(EXERCISE DETAILS): Where an entry below contains an image, skip the image and copy the rest exactly.

(Natural-language object grounding data):

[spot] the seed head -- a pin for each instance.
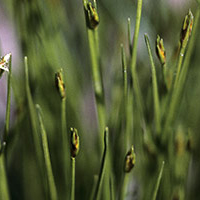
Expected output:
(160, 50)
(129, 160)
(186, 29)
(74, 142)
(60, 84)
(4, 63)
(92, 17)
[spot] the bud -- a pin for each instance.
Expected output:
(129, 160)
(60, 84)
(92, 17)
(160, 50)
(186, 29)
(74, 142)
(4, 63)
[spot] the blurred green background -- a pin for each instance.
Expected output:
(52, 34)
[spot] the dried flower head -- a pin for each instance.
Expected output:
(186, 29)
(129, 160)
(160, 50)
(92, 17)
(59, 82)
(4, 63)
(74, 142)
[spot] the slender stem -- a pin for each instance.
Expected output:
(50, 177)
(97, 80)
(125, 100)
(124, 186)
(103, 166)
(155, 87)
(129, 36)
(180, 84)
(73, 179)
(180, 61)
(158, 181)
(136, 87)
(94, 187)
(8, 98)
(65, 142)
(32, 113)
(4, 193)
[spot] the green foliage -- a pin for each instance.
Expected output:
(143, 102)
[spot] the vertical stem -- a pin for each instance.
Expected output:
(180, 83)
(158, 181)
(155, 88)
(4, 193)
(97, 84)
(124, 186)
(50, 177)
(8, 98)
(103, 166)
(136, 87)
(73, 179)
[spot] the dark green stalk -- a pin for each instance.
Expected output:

(RESULT):
[spot] the seed head -- a pin for each instance.
Expected output:
(160, 50)
(129, 160)
(186, 29)
(74, 142)
(60, 84)
(4, 63)
(92, 17)
[spot] the bud -- a pin for each instance.
Expected output:
(129, 160)
(60, 84)
(92, 17)
(160, 50)
(186, 29)
(74, 142)
(4, 63)
[spot] the blurred green background -- a pin for each instance.
Expected output:
(52, 34)
[spot] the dried flower head -- a pin for each instance.
Expected output:
(186, 29)
(129, 160)
(160, 50)
(92, 17)
(59, 82)
(4, 63)
(74, 142)
[spot] the slender stem -- a pin for each instance.
Expected output:
(50, 177)
(97, 80)
(125, 100)
(124, 186)
(103, 166)
(155, 87)
(129, 36)
(180, 84)
(73, 179)
(180, 61)
(158, 181)
(136, 87)
(94, 187)
(8, 98)
(65, 142)
(32, 113)
(4, 193)
[spot] the green foliage -- a pin for each instance.
Expected output:
(143, 102)
[spot] the vertical stem -- a pin for each instance.
Expected output:
(180, 83)
(158, 181)
(155, 88)
(4, 193)
(97, 84)
(124, 186)
(50, 177)
(8, 98)
(103, 166)
(136, 87)
(73, 179)
[spot] the dark green stalk -- a pin for each instance.
Expected output:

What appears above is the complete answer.